▶ What this task involves
Copy all the records below, changing each "lesson" to "drill" and leaving every other part the same.

▶ Dataset extract
┄┄┄┄┄┄┄┄┄┄┄┄┄┄┄┄┄┄┄┄

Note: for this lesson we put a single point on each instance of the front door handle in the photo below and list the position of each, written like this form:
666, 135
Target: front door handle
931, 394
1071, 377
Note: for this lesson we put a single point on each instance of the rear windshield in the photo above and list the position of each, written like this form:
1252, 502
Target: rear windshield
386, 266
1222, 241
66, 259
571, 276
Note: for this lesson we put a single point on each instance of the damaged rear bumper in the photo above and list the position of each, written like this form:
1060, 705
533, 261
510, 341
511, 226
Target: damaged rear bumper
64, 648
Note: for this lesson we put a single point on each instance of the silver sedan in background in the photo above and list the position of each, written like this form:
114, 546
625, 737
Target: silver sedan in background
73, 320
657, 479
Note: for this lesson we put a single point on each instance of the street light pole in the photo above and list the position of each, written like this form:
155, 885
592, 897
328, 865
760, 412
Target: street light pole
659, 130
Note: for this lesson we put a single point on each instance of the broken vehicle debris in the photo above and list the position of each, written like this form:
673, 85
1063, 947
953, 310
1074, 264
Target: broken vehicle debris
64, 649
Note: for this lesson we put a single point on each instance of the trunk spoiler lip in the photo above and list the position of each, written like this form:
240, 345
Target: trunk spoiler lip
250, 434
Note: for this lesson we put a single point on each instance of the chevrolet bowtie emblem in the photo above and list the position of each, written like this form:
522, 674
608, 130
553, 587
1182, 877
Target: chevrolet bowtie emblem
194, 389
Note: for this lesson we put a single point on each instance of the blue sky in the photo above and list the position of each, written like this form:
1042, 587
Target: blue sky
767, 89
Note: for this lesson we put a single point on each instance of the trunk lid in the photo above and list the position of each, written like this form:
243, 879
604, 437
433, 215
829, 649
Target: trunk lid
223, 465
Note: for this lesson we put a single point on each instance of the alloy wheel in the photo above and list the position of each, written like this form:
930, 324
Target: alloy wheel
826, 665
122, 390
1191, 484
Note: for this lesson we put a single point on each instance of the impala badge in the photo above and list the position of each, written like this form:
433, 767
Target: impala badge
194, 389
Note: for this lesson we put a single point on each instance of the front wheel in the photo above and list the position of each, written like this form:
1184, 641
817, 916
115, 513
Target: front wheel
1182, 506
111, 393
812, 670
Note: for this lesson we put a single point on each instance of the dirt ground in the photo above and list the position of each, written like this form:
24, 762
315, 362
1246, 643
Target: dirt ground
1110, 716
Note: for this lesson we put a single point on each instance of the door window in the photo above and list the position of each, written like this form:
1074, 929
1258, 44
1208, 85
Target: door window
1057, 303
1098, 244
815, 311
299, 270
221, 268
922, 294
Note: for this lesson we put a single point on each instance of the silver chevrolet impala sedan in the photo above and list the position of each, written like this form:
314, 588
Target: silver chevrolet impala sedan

┄┄┄┄┄┄┄┄┄┄┄┄┄┄┄┄┄┄┄┄

▶ Complete answer
Note: for this drill we put a single point on each instance of the front door handle in the photo below and list the position of each, written like this form:
666, 135
Target: front door handle
931, 394
1071, 377
Note: for this drill we put a single point on each instance of the rear windshield in the photo above and list the position of each, written like this form:
1252, 502
Target: rear windshield
386, 266
1222, 241
66, 259
571, 276
Note: for this drill we put a single point on each instance of the damaged rear bumper in the photo above and list the position of each, written like this form:
1060, 705
533, 261
510, 341
511, 226
Target: damaged rear bumper
64, 648
Note: for this drill we put a single point on each instance of the silver sedan in background in the photo above and list the position of each, written like this form:
114, 546
625, 737
Target: silver sedan in background
73, 320
657, 479
Note: for this drill we put a single point on each instance of the street light pole in the photo above and list the position of each, written like this form:
155, 885
592, 897
328, 865
760, 412
Target: street light pole
659, 130
Note: for this drill we put a single point on each instance of the broken vehicle debris in the photo above and list the position of each, written like this form:
673, 85
1063, 947
953, 310
1074, 264
Target: broken vehicle debris
64, 649
Note: for this drill we put a single point on each instance of the trunk spoiler lip in the photo above and list the position of each, written like this form:
240, 345
Target: trunk spoiler lip
250, 434
Note: for this drill we put a single point on each instance of the chevrolet bowtie emblem in the photo above and list the position of each, written like this form:
522, 674
608, 130
553, 587
1182, 877
Target: chevrolet bowtie emblem
194, 389
Note: for this drill we put a single point on each instance of the blue sky in the photo above and list the position of each, written like this form:
1042, 587
Target: blue sky
767, 89
Note: for this drill we put a single point on each instance of the trunk lid in the photo above and list the position of each, written like this form:
243, 879
604, 437
433, 215
829, 649
Target: trunk lid
223, 465
Note: for this drill we put a single point on each instance of the alloy wheel in the photo above and list the position of each, written like this form:
930, 324
Target: alloy wheel
826, 665
122, 390
1191, 484
Note: for this drill we put a single point on each instance of the impala badge in the photo above and list the position of each, written like this form:
433, 767
Target: impala badge
194, 389
Note: for this drill we put a single point on each instance of the front wheel in the photo above and list the position of each, written like this form:
1184, 641
817, 916
115, 513
Target: front wheel
1182, 506
111, 393
812, 670
Note: for this drill we put a single point on each instance of the dirt ground in the photo above and list the position of each, written like this form:
24, 762
315, 362
1246, 643
Target: dirt ground
1110, 716
Note: for this drill we put a single point on each instance of the door window in the photo above and list the position of each, written like this form:
1074, 929
1258, 44
1208, 85
Target: door window
1057, 303
1098, 244
815, 311
299, 270
221, 268
922, 294
Note: for this drill we put a single point on each instance of the silver chevrolet impala sedan in the photo above and list the position of each, written like this form:
314, 588
Target: silver chevrolet impala sedan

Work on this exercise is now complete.